##### Texte fourni

12. La Cour a décidé de clôturer la procédure écrite à compter du 14 juin 2017, en application de l’article 59(1) de son Règlement.
13. Par lettre datée du 6 avril 2018, les parties ont été informées que la Cour allait trancher l'affaire sur la base des observations écrites et des pièces versées au dossier, sans tenir d'audience publique.
IV. Mesures demandées par les parties
14. Le requérant demande à la Cour de prendre les mesures suivantes :
i. lui faire justice, en annulant la déclaration de culpabilité et la peine prononcées et en ordonnant sa remise en liberté ;
ii. lui octroyer des compensations pour la violation de ses droits ;
iii. ordonner toute autre mesure ou réparation que la Cour estime appropriée.

##########

● **Votre consigne**
Pouvez-vous recopier à l'identique le passage du texte fourni qui va de « IV. Mesures demandées » jusqu'à « Cour estime appropriée. » inclus ? Les données proviennent d'une autre source que le texte fourni.

##### Entrées de données

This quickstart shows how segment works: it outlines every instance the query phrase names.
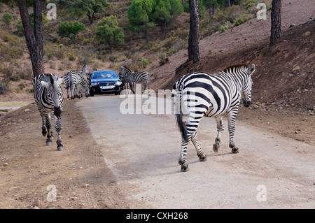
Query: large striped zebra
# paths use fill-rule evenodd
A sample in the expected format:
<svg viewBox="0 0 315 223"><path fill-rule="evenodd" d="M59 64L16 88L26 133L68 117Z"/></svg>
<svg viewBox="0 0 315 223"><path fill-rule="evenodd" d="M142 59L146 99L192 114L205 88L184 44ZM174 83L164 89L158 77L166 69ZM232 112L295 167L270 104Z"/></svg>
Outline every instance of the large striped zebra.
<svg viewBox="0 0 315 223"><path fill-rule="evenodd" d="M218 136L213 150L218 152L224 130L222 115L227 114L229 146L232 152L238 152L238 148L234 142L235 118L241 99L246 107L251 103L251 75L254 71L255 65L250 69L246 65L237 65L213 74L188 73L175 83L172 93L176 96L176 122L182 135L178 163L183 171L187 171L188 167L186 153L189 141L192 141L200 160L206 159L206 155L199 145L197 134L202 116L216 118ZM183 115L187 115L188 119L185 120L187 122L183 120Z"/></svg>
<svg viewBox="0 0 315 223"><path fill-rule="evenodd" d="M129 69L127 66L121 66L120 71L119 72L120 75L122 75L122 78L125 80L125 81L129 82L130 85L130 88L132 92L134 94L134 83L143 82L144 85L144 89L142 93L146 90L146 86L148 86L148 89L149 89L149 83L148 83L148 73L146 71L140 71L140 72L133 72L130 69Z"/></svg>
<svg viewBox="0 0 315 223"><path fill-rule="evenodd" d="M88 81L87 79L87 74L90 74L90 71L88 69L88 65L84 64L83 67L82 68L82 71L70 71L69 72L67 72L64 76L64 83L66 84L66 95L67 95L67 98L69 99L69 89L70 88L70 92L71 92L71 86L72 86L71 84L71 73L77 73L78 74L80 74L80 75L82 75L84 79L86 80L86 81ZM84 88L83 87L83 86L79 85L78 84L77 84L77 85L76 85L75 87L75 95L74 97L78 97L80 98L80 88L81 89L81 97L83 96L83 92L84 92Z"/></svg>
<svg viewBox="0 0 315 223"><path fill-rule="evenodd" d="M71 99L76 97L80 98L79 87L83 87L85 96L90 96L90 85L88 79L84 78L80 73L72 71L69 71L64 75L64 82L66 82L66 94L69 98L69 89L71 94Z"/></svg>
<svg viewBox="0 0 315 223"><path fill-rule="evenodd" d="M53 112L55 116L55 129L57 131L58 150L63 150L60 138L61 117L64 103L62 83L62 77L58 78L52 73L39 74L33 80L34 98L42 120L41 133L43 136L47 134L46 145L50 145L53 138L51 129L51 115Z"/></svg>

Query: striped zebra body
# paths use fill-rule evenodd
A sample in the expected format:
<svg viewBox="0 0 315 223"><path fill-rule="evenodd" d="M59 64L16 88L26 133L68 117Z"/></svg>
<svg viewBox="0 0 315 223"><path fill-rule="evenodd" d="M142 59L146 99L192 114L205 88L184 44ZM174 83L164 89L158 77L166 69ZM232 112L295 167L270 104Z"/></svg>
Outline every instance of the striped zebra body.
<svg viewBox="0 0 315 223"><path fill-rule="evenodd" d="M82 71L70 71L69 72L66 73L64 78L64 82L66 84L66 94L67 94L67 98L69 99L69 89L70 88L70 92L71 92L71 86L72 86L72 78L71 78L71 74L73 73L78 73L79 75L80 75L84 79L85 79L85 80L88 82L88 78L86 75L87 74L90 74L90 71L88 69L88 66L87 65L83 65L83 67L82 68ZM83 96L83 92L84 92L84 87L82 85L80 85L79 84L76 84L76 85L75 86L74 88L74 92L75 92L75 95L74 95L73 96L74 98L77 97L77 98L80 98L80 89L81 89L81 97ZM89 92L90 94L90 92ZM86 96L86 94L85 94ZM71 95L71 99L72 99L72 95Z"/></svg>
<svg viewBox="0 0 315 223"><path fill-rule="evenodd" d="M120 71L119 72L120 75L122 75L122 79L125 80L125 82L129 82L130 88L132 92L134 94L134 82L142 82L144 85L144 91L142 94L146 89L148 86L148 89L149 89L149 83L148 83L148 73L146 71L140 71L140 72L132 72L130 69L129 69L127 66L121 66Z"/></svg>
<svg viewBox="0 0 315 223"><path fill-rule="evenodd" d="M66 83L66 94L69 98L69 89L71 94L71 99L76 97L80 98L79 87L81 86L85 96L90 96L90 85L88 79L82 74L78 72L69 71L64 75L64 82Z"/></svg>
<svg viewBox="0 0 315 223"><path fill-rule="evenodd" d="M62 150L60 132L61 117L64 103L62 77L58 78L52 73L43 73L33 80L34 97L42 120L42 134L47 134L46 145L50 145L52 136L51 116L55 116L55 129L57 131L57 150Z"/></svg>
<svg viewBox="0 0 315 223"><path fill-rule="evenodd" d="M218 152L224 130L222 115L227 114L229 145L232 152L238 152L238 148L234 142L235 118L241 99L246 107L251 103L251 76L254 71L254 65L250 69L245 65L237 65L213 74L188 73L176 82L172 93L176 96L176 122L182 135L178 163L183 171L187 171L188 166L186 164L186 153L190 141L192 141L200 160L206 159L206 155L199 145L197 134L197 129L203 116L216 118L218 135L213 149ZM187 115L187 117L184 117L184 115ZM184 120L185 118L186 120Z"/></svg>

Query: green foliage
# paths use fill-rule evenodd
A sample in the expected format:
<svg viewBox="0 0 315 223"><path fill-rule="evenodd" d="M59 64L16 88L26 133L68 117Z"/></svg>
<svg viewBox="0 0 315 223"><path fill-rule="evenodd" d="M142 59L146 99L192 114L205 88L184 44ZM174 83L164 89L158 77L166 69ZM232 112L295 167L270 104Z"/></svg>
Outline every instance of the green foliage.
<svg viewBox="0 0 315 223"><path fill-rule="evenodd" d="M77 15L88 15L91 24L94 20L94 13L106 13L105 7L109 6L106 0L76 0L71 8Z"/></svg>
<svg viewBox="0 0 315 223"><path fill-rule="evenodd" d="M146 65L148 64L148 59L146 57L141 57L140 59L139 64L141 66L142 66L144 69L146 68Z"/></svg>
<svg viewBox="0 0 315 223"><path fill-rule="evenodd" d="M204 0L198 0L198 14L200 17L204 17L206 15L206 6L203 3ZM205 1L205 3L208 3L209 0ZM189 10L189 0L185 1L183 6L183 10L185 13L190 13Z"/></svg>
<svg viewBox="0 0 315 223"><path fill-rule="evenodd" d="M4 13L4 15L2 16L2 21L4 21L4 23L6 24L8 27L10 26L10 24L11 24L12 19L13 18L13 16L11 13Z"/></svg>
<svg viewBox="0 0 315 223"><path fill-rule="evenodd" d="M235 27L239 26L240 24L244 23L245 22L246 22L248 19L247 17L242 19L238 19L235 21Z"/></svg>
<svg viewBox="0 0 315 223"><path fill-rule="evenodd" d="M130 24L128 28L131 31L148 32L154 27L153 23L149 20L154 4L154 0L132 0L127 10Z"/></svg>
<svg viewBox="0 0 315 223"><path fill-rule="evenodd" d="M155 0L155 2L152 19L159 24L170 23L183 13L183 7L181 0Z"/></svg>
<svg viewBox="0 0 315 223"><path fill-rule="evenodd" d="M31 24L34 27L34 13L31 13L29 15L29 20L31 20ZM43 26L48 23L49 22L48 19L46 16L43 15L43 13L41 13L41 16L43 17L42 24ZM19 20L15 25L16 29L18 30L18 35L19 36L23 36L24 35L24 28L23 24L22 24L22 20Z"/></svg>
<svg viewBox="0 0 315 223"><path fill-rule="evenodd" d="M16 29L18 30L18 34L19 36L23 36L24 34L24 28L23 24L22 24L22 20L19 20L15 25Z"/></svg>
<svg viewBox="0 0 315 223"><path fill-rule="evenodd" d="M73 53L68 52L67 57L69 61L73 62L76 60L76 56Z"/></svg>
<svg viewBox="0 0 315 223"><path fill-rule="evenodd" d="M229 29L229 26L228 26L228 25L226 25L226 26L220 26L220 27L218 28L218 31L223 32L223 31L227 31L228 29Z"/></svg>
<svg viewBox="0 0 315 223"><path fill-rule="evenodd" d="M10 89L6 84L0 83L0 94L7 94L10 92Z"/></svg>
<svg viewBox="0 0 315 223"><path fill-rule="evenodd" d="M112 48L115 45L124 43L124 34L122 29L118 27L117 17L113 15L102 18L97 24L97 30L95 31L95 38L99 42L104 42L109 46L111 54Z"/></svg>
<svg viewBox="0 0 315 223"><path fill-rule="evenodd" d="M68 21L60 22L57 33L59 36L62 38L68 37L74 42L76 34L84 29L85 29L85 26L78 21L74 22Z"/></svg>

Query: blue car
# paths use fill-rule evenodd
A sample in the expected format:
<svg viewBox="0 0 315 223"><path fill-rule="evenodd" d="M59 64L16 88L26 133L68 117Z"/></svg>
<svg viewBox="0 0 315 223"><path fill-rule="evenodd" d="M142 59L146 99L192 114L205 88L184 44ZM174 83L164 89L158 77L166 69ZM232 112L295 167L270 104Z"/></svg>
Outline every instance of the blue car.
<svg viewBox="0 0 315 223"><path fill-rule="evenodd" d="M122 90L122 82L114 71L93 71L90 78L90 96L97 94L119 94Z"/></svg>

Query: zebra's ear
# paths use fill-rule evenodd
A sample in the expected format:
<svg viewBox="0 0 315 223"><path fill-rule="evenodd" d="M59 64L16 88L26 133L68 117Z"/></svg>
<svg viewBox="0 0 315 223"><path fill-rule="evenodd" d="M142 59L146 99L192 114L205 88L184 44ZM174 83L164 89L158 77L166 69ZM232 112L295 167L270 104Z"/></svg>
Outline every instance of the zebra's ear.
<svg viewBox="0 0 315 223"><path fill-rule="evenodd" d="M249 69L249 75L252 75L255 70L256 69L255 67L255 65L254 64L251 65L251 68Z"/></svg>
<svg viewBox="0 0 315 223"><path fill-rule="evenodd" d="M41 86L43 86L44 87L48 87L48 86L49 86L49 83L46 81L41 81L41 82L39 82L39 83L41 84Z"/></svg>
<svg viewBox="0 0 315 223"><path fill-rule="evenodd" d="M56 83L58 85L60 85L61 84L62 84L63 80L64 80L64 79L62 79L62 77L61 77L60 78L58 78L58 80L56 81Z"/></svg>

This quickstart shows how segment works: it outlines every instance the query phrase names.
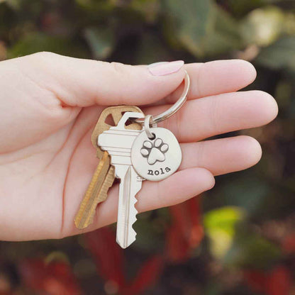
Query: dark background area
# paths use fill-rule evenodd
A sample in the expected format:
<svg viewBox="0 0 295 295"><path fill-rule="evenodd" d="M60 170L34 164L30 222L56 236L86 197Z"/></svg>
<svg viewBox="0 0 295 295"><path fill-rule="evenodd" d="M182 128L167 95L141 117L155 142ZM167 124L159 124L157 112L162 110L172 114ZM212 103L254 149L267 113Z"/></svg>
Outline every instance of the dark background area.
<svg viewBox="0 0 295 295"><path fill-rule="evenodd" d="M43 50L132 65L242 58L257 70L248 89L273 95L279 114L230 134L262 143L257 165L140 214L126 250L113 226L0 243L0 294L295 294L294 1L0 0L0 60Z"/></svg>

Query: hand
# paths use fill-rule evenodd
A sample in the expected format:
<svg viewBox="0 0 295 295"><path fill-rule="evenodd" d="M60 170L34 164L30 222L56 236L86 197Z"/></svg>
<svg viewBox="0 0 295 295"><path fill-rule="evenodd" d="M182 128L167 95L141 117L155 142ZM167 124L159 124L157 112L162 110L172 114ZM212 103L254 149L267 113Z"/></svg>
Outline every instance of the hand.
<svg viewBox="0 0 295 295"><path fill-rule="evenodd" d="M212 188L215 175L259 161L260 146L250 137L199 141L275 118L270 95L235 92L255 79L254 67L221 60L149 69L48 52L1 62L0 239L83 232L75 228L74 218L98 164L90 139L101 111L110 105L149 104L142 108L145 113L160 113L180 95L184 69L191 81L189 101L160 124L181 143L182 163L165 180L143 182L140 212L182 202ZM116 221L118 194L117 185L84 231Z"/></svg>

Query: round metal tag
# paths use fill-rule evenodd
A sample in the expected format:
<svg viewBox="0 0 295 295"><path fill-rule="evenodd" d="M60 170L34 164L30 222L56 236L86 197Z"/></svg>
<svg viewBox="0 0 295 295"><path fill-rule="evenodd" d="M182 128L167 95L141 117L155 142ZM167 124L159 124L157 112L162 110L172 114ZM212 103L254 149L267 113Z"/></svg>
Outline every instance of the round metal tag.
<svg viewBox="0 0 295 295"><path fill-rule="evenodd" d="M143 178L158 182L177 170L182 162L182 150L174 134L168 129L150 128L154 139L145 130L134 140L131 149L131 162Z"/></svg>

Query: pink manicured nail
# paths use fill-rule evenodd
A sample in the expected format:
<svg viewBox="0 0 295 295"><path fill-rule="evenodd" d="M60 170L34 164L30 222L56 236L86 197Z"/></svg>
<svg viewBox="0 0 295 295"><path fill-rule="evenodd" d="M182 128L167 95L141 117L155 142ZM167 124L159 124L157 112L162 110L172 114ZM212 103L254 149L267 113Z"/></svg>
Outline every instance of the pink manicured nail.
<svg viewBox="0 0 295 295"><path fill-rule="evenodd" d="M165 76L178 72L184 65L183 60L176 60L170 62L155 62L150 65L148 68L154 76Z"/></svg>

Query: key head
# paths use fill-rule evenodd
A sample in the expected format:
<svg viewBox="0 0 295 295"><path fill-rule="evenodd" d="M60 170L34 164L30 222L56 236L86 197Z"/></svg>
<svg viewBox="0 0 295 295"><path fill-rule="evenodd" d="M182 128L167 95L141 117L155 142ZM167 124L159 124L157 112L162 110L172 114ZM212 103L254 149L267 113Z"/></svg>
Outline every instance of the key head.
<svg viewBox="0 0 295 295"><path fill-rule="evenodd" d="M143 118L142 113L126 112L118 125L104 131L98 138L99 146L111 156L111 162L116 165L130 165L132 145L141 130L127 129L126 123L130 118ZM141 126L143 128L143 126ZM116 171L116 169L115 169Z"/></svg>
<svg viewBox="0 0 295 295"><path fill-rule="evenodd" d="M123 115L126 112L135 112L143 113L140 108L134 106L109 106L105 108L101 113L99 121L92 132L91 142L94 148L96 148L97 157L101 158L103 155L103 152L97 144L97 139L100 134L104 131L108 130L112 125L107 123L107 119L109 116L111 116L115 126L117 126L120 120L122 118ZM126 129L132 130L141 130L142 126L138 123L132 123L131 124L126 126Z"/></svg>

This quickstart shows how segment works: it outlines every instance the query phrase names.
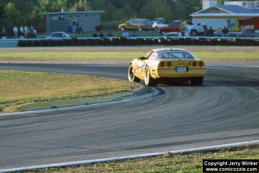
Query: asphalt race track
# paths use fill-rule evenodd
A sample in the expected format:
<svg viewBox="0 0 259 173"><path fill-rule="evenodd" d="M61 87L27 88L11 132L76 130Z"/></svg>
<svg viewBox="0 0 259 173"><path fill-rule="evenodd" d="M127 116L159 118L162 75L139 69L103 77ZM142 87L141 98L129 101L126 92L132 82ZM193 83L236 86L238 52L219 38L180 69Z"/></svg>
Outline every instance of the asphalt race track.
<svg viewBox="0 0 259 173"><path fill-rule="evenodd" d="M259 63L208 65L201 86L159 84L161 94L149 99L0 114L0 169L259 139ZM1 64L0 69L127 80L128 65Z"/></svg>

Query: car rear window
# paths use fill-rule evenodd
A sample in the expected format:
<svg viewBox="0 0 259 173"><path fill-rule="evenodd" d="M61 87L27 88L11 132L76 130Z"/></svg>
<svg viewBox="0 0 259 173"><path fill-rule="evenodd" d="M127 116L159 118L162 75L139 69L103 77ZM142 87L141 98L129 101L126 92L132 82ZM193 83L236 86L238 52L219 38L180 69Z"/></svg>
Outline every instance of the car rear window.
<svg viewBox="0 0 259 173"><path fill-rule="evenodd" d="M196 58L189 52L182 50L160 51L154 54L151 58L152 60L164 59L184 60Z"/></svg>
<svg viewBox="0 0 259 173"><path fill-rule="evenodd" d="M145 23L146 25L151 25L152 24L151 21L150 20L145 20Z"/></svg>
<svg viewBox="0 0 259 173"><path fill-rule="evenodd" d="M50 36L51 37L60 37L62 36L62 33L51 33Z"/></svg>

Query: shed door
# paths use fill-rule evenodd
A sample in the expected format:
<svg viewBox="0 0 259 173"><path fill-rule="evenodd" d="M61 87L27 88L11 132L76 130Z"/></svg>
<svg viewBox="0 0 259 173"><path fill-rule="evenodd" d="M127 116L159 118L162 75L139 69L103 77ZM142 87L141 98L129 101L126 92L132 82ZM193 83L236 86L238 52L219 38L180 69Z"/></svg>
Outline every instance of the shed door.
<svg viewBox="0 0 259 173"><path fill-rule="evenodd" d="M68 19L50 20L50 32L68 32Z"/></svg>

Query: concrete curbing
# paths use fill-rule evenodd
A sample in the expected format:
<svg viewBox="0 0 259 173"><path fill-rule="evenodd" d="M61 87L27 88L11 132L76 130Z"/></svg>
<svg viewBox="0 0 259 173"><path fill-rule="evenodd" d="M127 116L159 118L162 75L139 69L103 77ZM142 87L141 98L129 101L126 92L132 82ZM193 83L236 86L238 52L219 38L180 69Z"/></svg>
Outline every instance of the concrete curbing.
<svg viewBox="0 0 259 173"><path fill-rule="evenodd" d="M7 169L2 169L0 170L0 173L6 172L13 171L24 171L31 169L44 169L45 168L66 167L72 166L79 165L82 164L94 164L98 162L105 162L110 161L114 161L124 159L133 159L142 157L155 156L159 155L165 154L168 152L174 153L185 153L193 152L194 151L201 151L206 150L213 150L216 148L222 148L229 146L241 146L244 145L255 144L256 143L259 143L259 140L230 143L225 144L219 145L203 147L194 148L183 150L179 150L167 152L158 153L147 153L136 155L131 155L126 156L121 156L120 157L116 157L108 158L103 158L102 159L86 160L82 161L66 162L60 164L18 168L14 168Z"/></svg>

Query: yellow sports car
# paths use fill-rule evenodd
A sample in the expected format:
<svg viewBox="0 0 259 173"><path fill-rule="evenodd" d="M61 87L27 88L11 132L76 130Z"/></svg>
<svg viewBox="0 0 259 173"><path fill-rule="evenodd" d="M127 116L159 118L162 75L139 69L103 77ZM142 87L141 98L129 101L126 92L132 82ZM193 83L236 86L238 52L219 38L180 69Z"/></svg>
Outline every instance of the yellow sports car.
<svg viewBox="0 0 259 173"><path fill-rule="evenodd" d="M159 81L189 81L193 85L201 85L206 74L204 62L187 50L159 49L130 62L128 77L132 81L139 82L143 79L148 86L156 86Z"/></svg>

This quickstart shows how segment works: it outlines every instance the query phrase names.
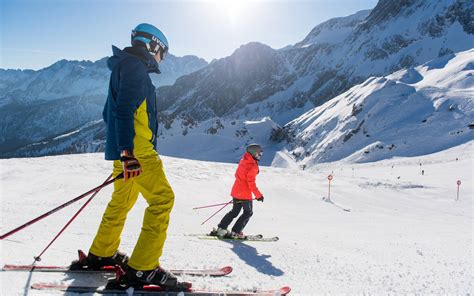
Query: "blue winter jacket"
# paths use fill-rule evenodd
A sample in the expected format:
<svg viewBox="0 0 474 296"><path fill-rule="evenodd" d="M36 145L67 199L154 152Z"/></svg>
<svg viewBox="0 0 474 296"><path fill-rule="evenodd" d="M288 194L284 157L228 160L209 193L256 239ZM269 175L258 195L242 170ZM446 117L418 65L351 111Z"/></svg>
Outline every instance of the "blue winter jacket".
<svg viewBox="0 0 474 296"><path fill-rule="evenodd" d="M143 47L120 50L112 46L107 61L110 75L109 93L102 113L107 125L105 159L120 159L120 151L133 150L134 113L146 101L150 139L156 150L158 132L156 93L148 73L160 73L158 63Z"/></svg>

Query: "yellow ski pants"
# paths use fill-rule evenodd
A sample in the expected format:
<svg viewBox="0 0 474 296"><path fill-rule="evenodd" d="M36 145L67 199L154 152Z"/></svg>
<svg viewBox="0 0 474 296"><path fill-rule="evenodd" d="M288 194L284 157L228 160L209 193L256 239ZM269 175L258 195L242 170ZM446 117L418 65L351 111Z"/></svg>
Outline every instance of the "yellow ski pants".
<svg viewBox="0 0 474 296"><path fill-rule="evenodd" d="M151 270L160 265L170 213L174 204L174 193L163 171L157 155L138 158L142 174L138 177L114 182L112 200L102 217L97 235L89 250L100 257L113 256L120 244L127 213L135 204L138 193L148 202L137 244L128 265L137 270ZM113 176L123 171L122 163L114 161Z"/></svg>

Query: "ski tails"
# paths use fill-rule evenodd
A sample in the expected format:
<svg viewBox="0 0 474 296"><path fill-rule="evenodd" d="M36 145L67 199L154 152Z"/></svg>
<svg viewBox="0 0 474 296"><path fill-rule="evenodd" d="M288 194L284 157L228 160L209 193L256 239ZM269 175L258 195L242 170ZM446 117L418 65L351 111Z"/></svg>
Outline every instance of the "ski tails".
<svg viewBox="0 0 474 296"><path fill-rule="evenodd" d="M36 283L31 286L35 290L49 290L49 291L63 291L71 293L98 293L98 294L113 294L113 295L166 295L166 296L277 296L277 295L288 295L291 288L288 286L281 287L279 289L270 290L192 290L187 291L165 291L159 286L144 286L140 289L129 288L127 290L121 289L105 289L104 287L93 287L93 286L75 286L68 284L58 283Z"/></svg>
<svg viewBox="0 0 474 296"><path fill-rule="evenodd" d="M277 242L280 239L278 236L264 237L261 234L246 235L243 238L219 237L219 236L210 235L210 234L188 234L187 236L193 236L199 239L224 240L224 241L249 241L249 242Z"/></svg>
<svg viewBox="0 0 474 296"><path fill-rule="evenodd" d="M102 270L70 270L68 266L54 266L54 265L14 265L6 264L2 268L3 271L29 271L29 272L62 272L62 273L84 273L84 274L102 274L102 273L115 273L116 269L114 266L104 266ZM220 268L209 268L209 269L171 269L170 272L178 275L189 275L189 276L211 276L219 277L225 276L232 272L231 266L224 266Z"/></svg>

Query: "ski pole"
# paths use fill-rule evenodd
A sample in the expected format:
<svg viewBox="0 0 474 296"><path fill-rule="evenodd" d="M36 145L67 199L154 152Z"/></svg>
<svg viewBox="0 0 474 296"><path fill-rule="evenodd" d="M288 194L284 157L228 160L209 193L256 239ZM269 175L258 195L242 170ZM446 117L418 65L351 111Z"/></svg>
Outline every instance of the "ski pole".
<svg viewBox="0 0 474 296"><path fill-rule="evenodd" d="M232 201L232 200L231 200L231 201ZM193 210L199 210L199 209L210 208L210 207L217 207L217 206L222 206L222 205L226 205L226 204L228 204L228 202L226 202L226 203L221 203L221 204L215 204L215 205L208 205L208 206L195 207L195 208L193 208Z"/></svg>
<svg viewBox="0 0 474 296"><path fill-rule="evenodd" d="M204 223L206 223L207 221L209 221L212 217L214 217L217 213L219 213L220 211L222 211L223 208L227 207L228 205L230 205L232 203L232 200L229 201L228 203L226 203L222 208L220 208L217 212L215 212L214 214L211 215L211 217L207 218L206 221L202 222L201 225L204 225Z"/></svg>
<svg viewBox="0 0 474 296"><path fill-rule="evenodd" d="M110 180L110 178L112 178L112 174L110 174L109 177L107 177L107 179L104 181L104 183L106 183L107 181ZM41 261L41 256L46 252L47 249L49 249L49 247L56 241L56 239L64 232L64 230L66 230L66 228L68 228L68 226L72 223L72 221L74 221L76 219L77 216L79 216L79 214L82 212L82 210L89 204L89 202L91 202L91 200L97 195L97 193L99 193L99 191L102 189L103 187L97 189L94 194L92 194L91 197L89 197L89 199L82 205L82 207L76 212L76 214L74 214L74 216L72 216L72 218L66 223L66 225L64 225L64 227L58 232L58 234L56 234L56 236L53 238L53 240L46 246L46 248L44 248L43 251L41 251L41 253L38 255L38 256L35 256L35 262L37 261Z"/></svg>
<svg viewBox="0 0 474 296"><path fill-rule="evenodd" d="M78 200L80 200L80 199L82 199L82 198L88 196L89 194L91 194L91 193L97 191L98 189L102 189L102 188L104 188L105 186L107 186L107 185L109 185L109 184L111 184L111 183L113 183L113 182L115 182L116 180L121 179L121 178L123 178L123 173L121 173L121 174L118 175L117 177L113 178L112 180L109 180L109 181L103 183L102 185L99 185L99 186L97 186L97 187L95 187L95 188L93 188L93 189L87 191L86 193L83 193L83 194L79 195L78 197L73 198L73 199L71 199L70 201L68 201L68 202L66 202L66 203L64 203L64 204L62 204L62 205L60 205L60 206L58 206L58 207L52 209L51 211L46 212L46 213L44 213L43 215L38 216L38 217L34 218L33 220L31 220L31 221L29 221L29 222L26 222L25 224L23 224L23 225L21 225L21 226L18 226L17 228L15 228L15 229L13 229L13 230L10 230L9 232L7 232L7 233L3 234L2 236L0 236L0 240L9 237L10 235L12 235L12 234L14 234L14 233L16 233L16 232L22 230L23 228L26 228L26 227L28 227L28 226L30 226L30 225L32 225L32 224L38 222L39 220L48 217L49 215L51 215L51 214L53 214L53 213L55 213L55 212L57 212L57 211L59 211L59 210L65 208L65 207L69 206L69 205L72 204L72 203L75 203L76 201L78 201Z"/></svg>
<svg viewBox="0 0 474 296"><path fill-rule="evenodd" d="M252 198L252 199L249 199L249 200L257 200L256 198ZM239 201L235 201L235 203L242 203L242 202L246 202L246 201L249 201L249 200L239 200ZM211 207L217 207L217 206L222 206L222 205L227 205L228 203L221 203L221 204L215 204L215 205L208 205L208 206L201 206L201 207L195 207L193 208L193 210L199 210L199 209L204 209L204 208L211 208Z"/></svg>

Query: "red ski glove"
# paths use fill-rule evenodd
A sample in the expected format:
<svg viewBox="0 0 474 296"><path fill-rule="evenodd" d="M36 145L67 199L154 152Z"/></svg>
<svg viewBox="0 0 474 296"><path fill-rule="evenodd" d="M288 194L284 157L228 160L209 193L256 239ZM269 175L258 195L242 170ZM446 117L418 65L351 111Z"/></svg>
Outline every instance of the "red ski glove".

##########

● **Zone de réponse**
IV. Mesures demandées par les parties
14. Le requérant demande à la Cour de prendre les mesures suivantes :
i. lui faire justice, en annulant la déclaration de culpabilité et la peine prononcées et en ordonnant sa remise en liberté ;
ii. lui octroyer des compensations pour la violation de ses droits ;
iii. ordonner toute autre mesure ou réparation que la Cour estime appropriée.